_Reading text_
Yoshisada Yonezuka

Personal information
- Born: May 19, 1937
- Died: October 18, 2014 (aged 77) Hackensack, New Jersey, U.S.

= Yoshisada Yonezuka =

Olympic Judo coach

Yoshisada Yonezuka (米塚 義定, Yonezuka Yoshisada), was a Judo instructor and two time U.S. Olympic Judo Team coach.

==Personal life==
He began training in track and sumo as a child. In 1954, he began to train in judo in high school and became the Northern Japan High School Champion in 1955. He entered Nihon University in 1956. His children includes a son, Nicolas Yonezuka and a daughter, Natacha Yonezuka-Gullo. Yonezuka died at Hackensack University Medical Center Hackensack, New Jersey, on October 18, 2014, of complications of Myelodysplastic syndrome, a rare form of blood cancer that resembles acute leukemia. A bone marrow drive was attempted to no avail.

==Martial arts career==
After defeating nine 2nd degree blackbelts in succession at the Kodokan, he received a special promotion to 3rd degree black belt. He also began studying Shorinji Kempo and several styles of karate including wado ryu, and shito-ryu.

In 1959, he was a member of the university team winning the team championship. The following year he graduated Nihon University majoring in business. Following his childhood dream he went to the United States and began teaching judo at West Point Military Academy. In 1960 he moved to the United States. In 1962, Yonezuka founded the Cranford Judo Karate Center. He was also the founding coach of the Judo program at New Jersey Institute of Technology (then known as Newark College of Engineering) during the mid-60s. Additionally, he served as an instructor at the Jerome Mackey judo schools.

_Material supplied_

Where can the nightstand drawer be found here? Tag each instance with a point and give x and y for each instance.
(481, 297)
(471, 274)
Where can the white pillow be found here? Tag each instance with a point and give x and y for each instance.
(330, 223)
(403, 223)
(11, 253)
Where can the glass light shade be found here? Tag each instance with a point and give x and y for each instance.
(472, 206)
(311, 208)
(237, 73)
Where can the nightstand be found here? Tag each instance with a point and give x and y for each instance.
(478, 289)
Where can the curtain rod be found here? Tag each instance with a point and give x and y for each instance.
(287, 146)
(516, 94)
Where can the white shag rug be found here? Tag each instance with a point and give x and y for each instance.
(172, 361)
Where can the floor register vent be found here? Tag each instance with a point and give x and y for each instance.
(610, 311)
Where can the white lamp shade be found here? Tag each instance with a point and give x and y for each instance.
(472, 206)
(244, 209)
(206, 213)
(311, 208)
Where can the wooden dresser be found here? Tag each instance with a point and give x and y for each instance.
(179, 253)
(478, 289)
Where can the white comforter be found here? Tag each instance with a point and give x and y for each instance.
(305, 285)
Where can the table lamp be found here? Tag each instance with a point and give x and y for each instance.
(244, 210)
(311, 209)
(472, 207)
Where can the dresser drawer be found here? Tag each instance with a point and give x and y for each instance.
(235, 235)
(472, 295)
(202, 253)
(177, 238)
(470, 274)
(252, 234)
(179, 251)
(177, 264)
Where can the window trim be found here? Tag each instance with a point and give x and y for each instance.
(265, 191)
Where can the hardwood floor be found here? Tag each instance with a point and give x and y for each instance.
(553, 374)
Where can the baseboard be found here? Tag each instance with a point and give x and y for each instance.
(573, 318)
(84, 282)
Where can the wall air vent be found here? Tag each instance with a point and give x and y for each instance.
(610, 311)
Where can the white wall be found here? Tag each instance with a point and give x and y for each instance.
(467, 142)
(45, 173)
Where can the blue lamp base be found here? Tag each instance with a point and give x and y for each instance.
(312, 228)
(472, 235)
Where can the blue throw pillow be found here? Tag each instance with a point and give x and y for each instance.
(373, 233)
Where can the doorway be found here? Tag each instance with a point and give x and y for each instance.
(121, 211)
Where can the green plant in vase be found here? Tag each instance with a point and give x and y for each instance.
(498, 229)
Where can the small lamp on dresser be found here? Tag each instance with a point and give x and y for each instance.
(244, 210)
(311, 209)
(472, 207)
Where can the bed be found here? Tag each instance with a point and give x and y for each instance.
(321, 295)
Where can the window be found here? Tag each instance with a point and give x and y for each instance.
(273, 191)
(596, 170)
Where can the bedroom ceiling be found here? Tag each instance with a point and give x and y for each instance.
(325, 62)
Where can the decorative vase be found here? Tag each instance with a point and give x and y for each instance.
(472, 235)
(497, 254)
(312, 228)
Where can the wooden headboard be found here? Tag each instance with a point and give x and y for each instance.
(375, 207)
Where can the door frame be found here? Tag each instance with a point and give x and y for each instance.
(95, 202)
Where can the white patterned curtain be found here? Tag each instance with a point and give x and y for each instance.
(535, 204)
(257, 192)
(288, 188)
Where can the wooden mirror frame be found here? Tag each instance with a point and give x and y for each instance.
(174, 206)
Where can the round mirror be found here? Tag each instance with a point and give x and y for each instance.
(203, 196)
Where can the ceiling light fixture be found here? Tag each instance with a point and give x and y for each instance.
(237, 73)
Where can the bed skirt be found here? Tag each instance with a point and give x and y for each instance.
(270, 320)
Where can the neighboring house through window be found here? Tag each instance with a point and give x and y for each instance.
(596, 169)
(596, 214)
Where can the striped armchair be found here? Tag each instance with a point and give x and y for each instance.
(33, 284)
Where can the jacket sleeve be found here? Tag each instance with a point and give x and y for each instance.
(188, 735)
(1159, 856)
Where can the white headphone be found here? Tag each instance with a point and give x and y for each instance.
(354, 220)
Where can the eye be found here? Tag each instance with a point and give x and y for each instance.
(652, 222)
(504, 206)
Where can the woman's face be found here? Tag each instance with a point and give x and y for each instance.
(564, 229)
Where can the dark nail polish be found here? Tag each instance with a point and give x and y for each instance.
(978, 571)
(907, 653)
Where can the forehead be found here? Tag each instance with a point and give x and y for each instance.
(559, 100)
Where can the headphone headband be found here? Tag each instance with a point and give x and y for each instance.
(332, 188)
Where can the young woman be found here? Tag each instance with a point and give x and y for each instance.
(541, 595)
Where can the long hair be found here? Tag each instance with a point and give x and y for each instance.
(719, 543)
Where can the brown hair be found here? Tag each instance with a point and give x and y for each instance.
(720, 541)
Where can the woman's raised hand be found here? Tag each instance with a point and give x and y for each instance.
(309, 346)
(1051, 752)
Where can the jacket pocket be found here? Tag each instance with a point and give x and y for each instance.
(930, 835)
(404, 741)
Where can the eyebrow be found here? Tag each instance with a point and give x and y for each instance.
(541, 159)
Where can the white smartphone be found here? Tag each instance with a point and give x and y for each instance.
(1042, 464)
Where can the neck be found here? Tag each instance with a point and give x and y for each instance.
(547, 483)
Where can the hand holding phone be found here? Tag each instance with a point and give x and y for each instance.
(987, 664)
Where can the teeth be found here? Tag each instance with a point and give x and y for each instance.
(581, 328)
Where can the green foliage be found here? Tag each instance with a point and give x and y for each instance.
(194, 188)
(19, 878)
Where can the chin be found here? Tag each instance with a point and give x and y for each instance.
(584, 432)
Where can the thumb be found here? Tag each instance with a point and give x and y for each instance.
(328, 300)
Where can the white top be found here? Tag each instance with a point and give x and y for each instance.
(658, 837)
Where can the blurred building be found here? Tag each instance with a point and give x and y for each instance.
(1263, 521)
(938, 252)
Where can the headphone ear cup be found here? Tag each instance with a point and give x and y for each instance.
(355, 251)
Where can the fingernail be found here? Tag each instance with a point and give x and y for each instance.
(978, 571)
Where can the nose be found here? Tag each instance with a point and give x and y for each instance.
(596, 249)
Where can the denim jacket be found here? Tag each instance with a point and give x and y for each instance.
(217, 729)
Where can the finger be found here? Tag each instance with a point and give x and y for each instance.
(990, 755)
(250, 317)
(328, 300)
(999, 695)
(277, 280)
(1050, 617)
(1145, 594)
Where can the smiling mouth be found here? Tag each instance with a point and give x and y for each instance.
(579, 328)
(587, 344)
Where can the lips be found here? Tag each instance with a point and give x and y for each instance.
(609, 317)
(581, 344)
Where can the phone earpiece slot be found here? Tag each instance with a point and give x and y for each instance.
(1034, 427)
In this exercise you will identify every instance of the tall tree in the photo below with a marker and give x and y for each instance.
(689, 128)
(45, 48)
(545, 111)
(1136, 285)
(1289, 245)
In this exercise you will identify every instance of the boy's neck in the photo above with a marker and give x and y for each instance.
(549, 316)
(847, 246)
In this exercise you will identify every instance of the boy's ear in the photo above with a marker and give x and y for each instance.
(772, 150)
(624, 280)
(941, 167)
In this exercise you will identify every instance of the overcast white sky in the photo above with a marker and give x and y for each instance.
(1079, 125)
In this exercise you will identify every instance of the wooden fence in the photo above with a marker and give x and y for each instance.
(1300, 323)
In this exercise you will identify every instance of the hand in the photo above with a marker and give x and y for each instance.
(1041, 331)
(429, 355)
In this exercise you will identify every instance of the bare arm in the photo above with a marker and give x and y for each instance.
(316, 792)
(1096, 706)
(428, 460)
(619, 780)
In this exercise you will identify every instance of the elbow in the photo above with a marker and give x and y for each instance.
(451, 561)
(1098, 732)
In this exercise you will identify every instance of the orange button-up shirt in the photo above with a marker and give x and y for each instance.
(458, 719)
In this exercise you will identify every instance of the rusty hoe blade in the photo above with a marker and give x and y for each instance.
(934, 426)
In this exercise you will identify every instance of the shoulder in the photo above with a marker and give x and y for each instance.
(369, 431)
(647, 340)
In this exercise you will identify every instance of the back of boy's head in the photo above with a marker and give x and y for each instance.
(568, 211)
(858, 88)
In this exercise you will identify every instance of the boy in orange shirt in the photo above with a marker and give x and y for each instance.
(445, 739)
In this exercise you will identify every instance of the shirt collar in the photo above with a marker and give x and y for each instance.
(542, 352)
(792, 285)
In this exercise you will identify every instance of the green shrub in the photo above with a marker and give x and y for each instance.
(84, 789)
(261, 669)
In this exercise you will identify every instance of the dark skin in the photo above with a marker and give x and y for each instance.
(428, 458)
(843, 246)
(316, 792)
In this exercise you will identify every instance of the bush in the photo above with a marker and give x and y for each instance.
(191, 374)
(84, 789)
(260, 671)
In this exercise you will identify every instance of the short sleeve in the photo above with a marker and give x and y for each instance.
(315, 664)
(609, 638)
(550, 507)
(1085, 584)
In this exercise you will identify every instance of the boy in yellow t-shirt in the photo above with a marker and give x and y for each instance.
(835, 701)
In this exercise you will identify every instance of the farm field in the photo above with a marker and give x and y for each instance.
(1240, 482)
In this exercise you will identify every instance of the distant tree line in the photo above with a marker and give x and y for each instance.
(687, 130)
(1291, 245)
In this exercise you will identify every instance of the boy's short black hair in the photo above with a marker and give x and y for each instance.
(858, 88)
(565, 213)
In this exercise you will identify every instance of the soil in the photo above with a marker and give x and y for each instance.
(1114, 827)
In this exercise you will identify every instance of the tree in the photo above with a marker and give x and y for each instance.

_Task instructions_
**A)** Rewrite the part of the Yoshisada Yonezuka article that begins at the words "Olympic Judo coach" and stops after "to no avail.", changing "sumo" to "sumo wrestling".
**B)** Write the next part of the article on Yoshisada Yonezuka, picking up after its last sentence.
The material was drawn from a different source than the article on Yoshisada Yonezuka.

_Results by task_
**A)**
Olympic Judo coach

Yoshisada Yonezuka (米塚 義定, Yonezuka Yoshisada), was a Judo instructor and two time U.S. Olympic Judo Team coach.

==Personal life==
He began training in track and sumo wrestling as a child. In 1954, he began to train in judo in high school and became the Northern Japan High School Champion in 1955. He entered Nihon University in 1956. His children includes a son, Nicolas Yonezuka and a daughter, Natacha Yonezuka-Gullo. Yonezuka died at Hackensack University Medical Center Hackensack, New Jersey, on October 18, 2014, of complications of Myelodysplastic syndrome, a rare form of blood cancer that resembles acute leukemia. A bone marrow drive was attempted to no avail.

**B)**
Yonezuka was twice chosen to serve as head coach of the United States at the Olympics Judo Team, and he coached three U.S. World Judo Championships Teams as well. Yonezuka believed that the Japanese could not accept that Judo became more like wrestling and less of a martial art. He is also founder, former President and former Executive Director of the U.S. Sumo Federation.

Since 1995 he held an 8th degree black belt in judo from the Kodokan Judo Institute in Japan, and an 8th degree black belt in karate. In 2007 he was awarded the rank of kudan by the United States Judo Federation (USJF), which is the ninth degree black belt in judo, becoming one of only several American residents to be honored with the second highest judo degree. Additionally he appeared on the cover of the United States Judo Federation Magazine along with Allen Coage in 1977. He would also serve as coach of sumo wrestler Emanuel Yarbrough.